**What to do**
A. Transcribe from the blog post on to-do lists below the part that opens with the words containing "As always, any" and closes with "which are included.".
B. In the blog post on to-do lists below, how long after the dissertation defense did the writer begin using "I did it" lists?

**Document passage**
════════════════

Keep planner nearby to log all accomplishments. | Have to prioritize three things for the day. | No place to put “reminder to-do” so have to do things right away which is sometimes annoying.


If you look carefully at those lists you will see that being productive wasn’t the issue with the to-do list- it was the narrowing of my daily routine to the point that I did just enough each day. Enough to avoid or escape the negative self-talk and the removal of threats of losing clients or disappointing my employees or customers. Skipping breakfast and lunch, ordering in, eating dinner at my desk, staying up to work until 1:30 am, etc. was negatively reinforced by removal of things off the list.  Yikes. This was a pretty vicious cycle. Nevertheless, it is clear that finishing the to-do list, while exhausting and limiting, had way more benefits and fewer costs than not finishing- It was the most efficient way at that point in my life to escape my harshest critic (me) and my biggest fears. 

Luckily I had that “trash the to-do list” epiphany! Trashing the “to do list” meant I could trash the rigid requirement of having to cross everything off the list! Once I started listing my accomplishments (I did it!) and keeping a short must do reminder sheet, I was able to access the flood of positive reinforcement that was just waiting for me once I broadened my daily routine. I believe it is this that resulted in the transformation from miserably productive to joyfully productive.

Last week you talked about folks saying they were more productive with the “I did it” list but you didn’t quite go that far. Why?

The reason I didn’t commit to the assertion that I or anyone else is more productive using the “I did it” list is I just don’t know. Anecdotally, I am probably equally productive but my quality of life has improved considerably. As I said last week, this is an empirical question and not an easy one to set up experimentally. Ultimately, the question really is, am I less productive now? The answer is absolutely NO. Everything that needs to get done gets done. Everything I want to do, I do. The difference is I am not miserably productive anymore. I am joyfully productive.

Do you have alternative theories? Have you given the “I did it” list a try since learning about it?
You can comment below or If you don’t feel comfortable commenting publicly- as always you are free to email me at


As always, any time I mention articles, books, or resources I link to free access copies when available! When they are not, I look for the lowest cost option that I can find and link to that.

**I started using “I did it” lists about 11 days after my dissertation defense, thus I did not include benefits of “I did it” list relating to dissertation. Nevertheless, there are other very high priority deadlines in place and additional responsibilities and projects that immediately replaced the dissertation and graduation as priority which are included.

If you are interested in the cost -benefit analysis I did above and why I included what would happen if I didn’t finish the lists in addition to what would happen when I did finish the to-do lists please read The search for an effective clinical behavior analysis: The nonlinear thinking of Israel Goldiamond (Layng, 2009)


  1. Marilin says:

    I have gone from To Do to I Get To, but I like the I Did It idea as well.

    1. abacnj_admin says:

      Tell me more about your “I get to” list. I would love to hear how you implement it!

      1. Marilin says:

        It’s just my to do list but instead of having the dreaded I have to do this, I frame it as I get to do this. This is especially helpful for things like exercise and self-care, such as meditation, eating healthily, etc.

════════════════

**Dataset excerpts**
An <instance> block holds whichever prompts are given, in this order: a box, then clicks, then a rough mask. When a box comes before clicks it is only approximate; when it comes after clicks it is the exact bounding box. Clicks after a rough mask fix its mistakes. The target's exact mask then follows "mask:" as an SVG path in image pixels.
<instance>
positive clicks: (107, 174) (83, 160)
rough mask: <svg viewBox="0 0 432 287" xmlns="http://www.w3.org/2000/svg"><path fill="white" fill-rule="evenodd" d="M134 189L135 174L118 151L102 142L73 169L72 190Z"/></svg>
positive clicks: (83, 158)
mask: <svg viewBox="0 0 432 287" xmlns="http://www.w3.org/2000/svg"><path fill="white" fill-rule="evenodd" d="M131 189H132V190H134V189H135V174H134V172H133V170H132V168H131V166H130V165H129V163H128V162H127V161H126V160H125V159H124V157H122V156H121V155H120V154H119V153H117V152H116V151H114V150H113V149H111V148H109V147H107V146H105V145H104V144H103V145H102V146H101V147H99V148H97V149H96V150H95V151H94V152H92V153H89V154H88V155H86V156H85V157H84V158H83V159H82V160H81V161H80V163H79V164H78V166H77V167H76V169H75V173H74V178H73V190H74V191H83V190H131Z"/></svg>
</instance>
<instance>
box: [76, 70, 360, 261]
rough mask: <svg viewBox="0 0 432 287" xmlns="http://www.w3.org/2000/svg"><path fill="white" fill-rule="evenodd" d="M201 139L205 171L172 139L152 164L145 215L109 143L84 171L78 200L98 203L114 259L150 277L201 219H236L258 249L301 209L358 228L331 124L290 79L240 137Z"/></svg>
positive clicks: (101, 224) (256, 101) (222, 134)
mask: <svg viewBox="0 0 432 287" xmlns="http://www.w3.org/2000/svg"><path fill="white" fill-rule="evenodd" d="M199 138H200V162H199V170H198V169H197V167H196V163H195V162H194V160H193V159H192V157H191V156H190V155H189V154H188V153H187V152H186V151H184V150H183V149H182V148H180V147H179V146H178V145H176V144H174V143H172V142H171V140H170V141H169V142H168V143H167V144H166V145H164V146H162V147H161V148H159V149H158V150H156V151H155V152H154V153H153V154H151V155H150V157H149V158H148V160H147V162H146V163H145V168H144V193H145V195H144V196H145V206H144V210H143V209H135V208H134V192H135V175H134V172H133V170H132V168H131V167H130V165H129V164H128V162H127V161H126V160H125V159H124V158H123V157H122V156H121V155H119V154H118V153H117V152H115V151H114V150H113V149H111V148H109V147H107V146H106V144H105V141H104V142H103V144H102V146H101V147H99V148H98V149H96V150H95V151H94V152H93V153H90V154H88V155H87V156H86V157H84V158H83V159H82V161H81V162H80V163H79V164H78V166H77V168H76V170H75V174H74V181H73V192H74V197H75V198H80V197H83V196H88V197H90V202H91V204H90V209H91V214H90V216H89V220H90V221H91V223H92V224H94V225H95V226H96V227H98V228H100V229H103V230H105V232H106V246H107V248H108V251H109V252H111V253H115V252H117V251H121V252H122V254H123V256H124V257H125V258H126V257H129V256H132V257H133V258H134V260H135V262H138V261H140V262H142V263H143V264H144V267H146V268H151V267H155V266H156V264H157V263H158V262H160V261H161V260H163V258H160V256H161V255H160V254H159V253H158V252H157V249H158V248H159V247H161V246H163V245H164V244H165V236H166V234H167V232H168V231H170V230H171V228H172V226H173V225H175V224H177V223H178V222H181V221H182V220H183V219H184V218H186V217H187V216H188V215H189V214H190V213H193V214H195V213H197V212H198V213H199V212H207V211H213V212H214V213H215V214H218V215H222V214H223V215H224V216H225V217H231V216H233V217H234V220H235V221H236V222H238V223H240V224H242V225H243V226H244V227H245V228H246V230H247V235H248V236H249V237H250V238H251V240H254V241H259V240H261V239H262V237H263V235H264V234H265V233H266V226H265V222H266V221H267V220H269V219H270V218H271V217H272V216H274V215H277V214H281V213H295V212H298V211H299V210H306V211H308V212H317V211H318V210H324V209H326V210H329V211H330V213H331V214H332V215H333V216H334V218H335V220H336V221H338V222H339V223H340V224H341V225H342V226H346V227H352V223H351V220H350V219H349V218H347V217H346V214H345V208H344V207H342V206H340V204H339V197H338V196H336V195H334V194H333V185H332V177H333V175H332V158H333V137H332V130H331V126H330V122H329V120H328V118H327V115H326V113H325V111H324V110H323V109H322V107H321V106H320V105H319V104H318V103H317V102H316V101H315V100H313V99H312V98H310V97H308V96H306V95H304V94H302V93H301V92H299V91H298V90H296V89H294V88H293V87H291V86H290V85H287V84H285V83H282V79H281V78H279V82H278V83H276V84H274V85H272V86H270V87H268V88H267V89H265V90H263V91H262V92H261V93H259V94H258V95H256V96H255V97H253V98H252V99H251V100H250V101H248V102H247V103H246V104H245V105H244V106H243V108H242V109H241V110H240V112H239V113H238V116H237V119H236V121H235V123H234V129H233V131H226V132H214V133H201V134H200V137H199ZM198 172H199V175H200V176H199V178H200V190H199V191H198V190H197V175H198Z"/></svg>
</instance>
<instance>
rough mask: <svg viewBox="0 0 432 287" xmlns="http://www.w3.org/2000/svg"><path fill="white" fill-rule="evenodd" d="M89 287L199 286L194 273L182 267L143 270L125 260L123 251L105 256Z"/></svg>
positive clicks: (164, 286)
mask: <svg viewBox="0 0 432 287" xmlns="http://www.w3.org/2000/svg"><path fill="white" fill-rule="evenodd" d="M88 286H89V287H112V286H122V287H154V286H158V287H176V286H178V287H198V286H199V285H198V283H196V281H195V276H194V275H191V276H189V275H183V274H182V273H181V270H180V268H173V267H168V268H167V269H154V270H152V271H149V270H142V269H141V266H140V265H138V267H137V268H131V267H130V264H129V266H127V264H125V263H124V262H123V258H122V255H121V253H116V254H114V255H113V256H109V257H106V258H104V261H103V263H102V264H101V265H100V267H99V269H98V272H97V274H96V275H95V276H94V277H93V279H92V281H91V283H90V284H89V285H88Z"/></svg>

════════════════

**Exercise results**
A.
As always, any time I mention articles, books, or resources I link to free access copies when available! When they are not, I look for the lowest cost option that I can find and link to that.

**I started using “I did it” lists about 11 days after my dissertation defense, thus I did not include benefits of “I did it” list relating to dissertation. Nevertheless, there are other very high priority deadlines in place and additional responsibilities and projects that immediately replaced the dissertation and graduation as priority which are included.

B. About 11 days after the dissertation defense.